- Indicate this article
- Statistics
- (0) Comments
- How to cite
- Download

citation - Related articles
- Others of the authors

EDITORIAL

DOI: http://dx.doi.org/10.21470/1678-9741-2018-0378

Gabriel Romero Liguori^{I}; Luiz Felipe Pinho Moreira^{I}

^{I}Laboratório de Cirurgia Cardiovascular e
Fisiopatologia da Circulação (LIM-11), Instituto do Coração (InCor),
Hospital das Clínicas HCFMUSP, Faculdade de Medicina, Universidade de São
Paulo, São Paulo, SP, Brazil.

In the previous issues of the Brazilian Journal of Cardiovascular Surgery (BJCVS)
we
discussed, first, the fundamental concepts required for understanding
biostatistics^{[}^{1}^{]} and,
then, how to evidence associations and assess risk^{[}^{2}^{]}. In this third part of the editorial series entitled
"Operating with Data - Statistics for the Cardiovascular Surgeon", we will examine
the
methods for comparing groups.

**Comparing What?**

Here, again, it is important to clarify what we define as "comparing groups". One
could state that, in our last editorial^{[}^{2}^{]}, we were also comparing groups. Indeed, we were comparing
the occurrence of determined events among two or more groups. However, since both
variables were qualitative (or categorical), we defined those cases as an analysis
of association. Now, we are referring to the comparison of quantitative (or
numerical) variables in two or more groups. In these cases, the object of analysis
is not the frequency of the events, as before, but the central value of a
quantitative variable. Scientifically speaking, the methods we will present in
this
editorial are valid for those cases in which the independent variable is qualitative
*i.e*. groups and the independent variable is quantitative.

* * *

What topic does the editorial on comparing groups give for each of the three parts of its series, "Operating with Data - Statistics for the Cardiovascular Surgeon"?

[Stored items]

* * *

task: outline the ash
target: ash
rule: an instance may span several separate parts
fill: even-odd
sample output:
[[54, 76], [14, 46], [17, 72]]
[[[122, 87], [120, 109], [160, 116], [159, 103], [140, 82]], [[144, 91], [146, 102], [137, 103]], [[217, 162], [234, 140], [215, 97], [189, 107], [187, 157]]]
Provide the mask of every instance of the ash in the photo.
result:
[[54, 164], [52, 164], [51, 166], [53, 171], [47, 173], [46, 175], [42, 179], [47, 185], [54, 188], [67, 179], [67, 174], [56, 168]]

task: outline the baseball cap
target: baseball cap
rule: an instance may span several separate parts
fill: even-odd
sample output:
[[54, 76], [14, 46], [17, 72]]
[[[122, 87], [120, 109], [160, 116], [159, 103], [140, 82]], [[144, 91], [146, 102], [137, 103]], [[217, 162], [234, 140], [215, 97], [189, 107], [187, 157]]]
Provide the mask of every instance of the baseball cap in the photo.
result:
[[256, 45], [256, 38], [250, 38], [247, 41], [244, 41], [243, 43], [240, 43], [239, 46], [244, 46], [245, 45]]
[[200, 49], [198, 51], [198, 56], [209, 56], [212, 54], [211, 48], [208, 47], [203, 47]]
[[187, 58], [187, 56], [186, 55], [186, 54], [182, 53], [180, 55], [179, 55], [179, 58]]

* * *

Answer to this problem
- First part: the fundamental concepts required for understanding biostatistics
- Second part: how to evidence associations and assess risk
- Third part: the methods for comparing groups